DOCUMENT EXCERPT
□ □ □ □

# OPSEC on your property



## Elvis (Jun 22, 2018)

I have a lot of storage space here on the property, several outbuildings and a wall of cabinets in a garage that was half way converted into a large room but the interior work was never finished by the former owner. A little stashed here, a little stashed there, so inside the house there is nothing that screams "prepper". When work needs to be done I usually do it myself rather than bring someone in both for financial and OPSEC reasons. 

But I suck at some jobs so I brought in a guy to do some work in the old "garage" I had to sanitize a few things but left everything in the cabinets (basically a long wall of doors I build years ago) that that can't be locked and are full of preps that are also hobbies. The guy asked about the wall of cabinets. I explained to him that I had many hobbies that required stuff. I could tell by the doors that he'd looked in one of them. From wine making to cheese making; reloading and canning, salt curing meat and making vinegar; all stored in those cabinets and all used because I really believe in practicing my preps.

Staying quiet about your preps can be quite a challenge. 

I have a farmer neighbor who occasionally uses my shop if he needs a tool, welder, or air compressor to fix something, A few neighbors who also have permission to go in the shop to use the saws if needed. I believe its a prep to keep good relations with your neighbors and I like my neighbors. The doors to areas that hold things like economy bottles of Dawn soap and buckets full of salt and sugar are locked but the locks may raise questions in their minds.

Tell us about your OPSEC challenges and how you deal with them.


----------



## Lunatic Wrench (May 13, 2018)

I'm in an apartment, I keep my preps down in our storage locker which can't been seen into. I also store a lot of my construction tools down there so I'm in and out a lot so no one really pays attention to what I'm doing.

□ □ □ □

TASK SET
a - In the OPSEC thread, what did Elvis tell the worker who asked about the wall of cabinets?
b - Echo the OPSEC thread word for word from "# OPSEC on your" to "and OPSEC reasons.".

INFORMATION
□ □ □ □

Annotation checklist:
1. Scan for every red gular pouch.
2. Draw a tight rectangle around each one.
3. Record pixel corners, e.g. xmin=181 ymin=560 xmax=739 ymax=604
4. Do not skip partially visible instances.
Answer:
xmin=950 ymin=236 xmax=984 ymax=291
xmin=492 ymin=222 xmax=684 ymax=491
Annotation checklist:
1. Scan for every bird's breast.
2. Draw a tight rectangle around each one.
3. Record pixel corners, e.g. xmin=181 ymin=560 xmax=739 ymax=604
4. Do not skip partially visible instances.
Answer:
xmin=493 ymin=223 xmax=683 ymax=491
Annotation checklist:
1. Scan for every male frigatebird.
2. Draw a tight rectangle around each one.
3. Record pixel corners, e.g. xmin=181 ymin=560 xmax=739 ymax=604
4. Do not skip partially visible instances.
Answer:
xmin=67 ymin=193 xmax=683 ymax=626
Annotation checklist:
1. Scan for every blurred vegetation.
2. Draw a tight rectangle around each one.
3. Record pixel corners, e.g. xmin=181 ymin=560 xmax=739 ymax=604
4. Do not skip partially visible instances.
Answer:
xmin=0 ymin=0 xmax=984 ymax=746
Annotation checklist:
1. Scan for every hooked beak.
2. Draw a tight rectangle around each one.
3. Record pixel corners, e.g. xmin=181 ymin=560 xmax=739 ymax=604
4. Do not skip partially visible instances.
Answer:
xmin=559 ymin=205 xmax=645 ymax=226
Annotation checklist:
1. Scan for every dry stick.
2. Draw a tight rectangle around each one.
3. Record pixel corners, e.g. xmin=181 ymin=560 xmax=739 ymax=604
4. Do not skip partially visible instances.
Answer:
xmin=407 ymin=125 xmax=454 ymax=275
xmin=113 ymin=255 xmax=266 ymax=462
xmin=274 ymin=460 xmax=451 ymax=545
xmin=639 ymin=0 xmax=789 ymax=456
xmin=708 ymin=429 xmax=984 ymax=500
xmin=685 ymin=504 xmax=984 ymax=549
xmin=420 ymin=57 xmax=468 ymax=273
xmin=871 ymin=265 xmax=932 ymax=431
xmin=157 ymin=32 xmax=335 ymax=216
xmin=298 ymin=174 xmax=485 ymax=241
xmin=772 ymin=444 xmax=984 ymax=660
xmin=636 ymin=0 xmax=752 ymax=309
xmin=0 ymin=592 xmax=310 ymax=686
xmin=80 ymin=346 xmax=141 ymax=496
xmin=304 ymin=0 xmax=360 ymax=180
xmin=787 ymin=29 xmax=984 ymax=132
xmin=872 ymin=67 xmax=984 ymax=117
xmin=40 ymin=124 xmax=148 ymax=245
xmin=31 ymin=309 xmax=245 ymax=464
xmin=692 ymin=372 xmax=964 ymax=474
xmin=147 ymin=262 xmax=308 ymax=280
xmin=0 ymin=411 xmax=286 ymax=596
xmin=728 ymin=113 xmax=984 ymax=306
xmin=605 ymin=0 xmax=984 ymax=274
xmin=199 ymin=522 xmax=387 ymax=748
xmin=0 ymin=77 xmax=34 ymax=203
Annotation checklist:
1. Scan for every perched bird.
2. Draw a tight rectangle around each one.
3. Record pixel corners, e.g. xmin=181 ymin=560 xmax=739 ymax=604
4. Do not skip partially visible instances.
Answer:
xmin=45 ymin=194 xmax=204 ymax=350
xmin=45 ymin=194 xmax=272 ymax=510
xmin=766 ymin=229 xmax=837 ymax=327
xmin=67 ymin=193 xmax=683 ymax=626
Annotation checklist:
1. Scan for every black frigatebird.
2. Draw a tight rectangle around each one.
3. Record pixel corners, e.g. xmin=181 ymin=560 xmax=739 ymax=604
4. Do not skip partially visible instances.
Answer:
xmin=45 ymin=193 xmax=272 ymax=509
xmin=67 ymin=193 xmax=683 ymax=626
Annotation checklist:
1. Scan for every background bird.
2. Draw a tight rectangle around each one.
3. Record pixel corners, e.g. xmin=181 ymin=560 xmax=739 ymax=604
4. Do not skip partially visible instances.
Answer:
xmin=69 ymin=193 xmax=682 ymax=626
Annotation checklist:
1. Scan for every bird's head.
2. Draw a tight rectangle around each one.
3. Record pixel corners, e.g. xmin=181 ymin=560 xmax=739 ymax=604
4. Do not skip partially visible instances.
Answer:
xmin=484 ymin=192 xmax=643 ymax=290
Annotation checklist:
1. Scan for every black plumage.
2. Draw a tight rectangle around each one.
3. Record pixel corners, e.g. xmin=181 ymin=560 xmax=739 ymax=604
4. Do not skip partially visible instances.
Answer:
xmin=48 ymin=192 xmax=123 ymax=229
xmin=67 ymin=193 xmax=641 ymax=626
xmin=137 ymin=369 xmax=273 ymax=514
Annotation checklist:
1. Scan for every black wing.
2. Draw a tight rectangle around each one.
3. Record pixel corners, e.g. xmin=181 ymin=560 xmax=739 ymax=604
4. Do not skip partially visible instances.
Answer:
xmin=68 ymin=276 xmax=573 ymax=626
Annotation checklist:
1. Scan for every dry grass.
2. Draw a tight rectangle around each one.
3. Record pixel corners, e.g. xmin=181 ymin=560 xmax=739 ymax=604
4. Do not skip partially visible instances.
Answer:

□ □ □ □

ANSWERS TO THE PROBLEMS
a - He told him that he had many hobbies that required stuff.

b -
# OPSEC on your property



## Elvis (Jun 22, 2018)

I have a lot of storage space here on the property, several outbuildings and a wall of cabinets in a garage that was half way converted into a large room but the interior work was never finished by the former owner. A little stashed here, a little stashed there, so inside the house there is nothing that screams "prepper". When work needs to be done I usually do it myself rather than bring someone in both for financial and OPSEC reasons.